(Free-text object descriptions)
____
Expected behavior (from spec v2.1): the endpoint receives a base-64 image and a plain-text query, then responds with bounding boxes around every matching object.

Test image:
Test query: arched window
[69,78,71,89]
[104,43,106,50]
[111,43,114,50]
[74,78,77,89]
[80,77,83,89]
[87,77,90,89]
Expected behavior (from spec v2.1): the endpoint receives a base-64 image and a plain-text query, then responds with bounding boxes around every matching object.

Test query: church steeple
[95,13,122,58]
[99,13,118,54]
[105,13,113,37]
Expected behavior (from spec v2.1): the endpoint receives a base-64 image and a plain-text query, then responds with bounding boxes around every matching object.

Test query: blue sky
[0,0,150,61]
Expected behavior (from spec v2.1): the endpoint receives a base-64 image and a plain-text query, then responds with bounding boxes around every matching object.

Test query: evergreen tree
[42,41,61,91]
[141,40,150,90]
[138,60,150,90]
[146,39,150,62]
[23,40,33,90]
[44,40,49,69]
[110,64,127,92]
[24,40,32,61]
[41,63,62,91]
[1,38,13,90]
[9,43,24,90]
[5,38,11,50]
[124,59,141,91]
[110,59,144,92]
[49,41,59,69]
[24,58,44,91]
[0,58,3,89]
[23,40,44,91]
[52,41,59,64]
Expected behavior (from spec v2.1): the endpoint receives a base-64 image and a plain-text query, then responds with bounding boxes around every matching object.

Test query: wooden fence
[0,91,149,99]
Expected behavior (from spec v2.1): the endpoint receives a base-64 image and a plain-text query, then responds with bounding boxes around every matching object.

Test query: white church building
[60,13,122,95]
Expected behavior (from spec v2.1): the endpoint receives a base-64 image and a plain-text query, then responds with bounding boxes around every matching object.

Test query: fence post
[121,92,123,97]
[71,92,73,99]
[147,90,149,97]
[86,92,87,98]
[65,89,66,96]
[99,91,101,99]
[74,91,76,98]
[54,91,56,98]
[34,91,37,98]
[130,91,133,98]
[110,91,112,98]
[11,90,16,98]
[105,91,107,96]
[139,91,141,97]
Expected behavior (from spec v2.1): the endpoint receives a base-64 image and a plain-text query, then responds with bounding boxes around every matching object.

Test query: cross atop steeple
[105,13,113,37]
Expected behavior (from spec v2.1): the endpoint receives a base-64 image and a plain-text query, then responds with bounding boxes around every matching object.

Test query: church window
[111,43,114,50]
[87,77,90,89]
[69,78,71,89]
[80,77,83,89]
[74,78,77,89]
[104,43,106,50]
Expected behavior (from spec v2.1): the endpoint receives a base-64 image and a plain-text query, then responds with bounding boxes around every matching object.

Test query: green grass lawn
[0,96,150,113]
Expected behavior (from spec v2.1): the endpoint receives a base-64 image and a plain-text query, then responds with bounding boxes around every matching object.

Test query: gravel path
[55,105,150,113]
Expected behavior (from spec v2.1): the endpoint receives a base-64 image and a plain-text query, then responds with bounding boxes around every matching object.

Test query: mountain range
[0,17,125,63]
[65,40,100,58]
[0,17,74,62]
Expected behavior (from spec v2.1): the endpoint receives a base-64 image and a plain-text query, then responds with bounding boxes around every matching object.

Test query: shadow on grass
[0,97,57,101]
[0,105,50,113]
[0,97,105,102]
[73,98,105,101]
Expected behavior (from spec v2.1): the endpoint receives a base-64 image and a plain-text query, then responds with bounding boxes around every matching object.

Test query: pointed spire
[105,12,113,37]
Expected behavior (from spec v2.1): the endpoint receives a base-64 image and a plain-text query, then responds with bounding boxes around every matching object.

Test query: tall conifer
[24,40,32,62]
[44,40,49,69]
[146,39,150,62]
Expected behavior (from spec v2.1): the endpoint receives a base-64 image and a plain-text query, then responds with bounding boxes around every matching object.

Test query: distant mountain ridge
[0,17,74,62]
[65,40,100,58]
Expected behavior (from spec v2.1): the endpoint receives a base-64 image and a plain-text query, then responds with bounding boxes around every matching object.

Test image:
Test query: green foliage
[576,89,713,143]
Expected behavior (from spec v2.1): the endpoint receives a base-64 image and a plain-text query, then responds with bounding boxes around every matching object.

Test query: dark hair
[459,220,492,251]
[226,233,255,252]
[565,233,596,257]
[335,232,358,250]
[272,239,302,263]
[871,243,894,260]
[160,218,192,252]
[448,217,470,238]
____
EXERCISE GOAL: Nothing should be altered. Set down all the data again.

FINISHED TASK:
Expected behavior (from spec v2.1): the endpoint receives a base-64 image and a plain-text query, then responds with bounding boxes around every matching object.

Test image:
Test query: arched window
[69,78,71,89]
[104,43,106,50]
[111,43,114,50]
[74,78,77,89]
[80,77,83,89]
[87,77,90,89]
Expected behavior (from spec v2.1): the endpoint receives a base-64 image and a plain-text query, then responds with bounding boxes around every matching object.

Test query: church steeple
[95,13,122,58]
[99,13,118,54]
[105,13,113,37]
Expected behavior (from spec v2.1): the endpoint receives a base-64 image and a plain-text query, then responds with bounding boxes around every matching object.

Test query: blue sky
[0,0,150,61]
Expected behavior (from spec v2.1): the endpoint receives a base-64 image and a plain-text query, then responds with bounding boxes around every matching object.

Test query: evergreen tree
[42,41,61,91]
[141,40,150,90]
[138,60,150,90]
[146,39,150,62]
[23,40,33,90]
[44,40,49,69]
[110,64,127,92]
[24,40,32,61]
[41,63,62,91]
[1,38,13,90]
[9,43,24,90]
[5,38,11,50]
[124,59,141,91]
[110,59,144,92]
[49,41,59,69]
[24,58,44,91]
[0,58,3,89]
[23,40,44,91]
[52,41,59,64]
Expected behavior (from spec v2.1): the endpoint receives a base-64 image and a plain-text query, then responds with bounding boxes around every matching object.

Test query: wooden fence
[0,91,149,99]
Expected behavior (from spec v2.1): the endpoint receives a base-64 image and a plain-text query, then responds with bounding boxes around every matching object.

Test query: white church building
[60,13,122,95]
Expected behavior (from spec v2.1): the endpoint receives a base-64 image and a plain-text query, then responds with bounding boxes around every matching object.

Test query: fence post
[121,92,123,97]
[71,92,73,99]
[147,90,149,97]
[86,92,87,98]
[65,89,66,96]
[99,91,101,99]
[74,91,76,98]
[54,91,56,98]
[34,91,37,98]
[130,91,133,98]
[110,91,112,98]
[11,90,16,98]
[105,91,107,96]
[139,91,141,97]
Expected behavior (from spec v2.1): the endpoint receives a base-64 image and a plain-text query, then responds with bounding boxes around every matching object.

Test query: cross atop steeple
[105,13,113,37]
Expected behavior (from spec v2.1): the endpoint receives a base-64 image and a plain-text query, then responds with bounding boxes around every matching object.

Test query: church window
[111,43,114,50]
[87,77,90,89]
[69,78,71,89]
[80,77,83,89]
[74,78,77,89]
[104,43,106,50]
Expected behavior (from spec v2.1): the endpoint receives a base-64 image and a plain-text query, then responds with bounding boxes around every matching object.

Test query: green grass lawn
[0,96,150,113]
Expected behavior (from spec v2.1): the endpoint receives a base-64 image and a plain-text query, then responds with bounding boxes around every matching object.

Test query: gravel path
[55,105,150,113]
Expected behavior (from spec v2.1): the endpoint receives a base-64 image and a plain-text query, then responds with bounding boxes around every matching object.

Test query: mountain range
[0,17,125,63]
[65,40,100,58]
[0,17,74,62]
Expected behavior (from spec v2.1): the endpoint receives a base-64 image and a plain-text query, then responds with bounding boxes around every matching object.

Test query: shadow on grass
[0,97,57,101]
[0,105,50,113]
[0,97,105,102]
[73,98,105,101]
Expected behavior (from spec v2.1): the endpoint receives a base-64 image and a plain-text query, then responds with bounding boxes around every matching object.

Test query: pointed spire
[105,12,113,37]
Expected behavior (from spec v2.1): the endpoint receives a base-64 image and a plain-text query, then responds with bounding boxes around every matching object.

Test query: tall conifer
[24,40,32,62]
[44,40,49,69]
[146,39,150,62]
Expected behavior (from spec v2.1): the endpoint receives a base-64 image and a plain-text query, then responds with bounding boxes around every matching object.

Test query: distant mountain ridge
[0,17,74,62]
[65,40,100,58]
Expected behavior (from spec v2.1): the endpoint receives a base-64 image and a plain-text query, then responds with bounding boxes around every matching object.

Test image:
Test query: green foliage
[576,89,713,143]
Expected behavior (from spec v2.1): the endpoint receives a base-64 image and a plain-text query, then responds with bounding boxes around every matching object.

Test query: dark hair
[459,220,492,251]
[226,233,255,252]
[565,233,596,257]
[335,232,358,250]
[272,239,302,263]
[871,243,894,260]
[160,218,192,252]
[448,217,470,238]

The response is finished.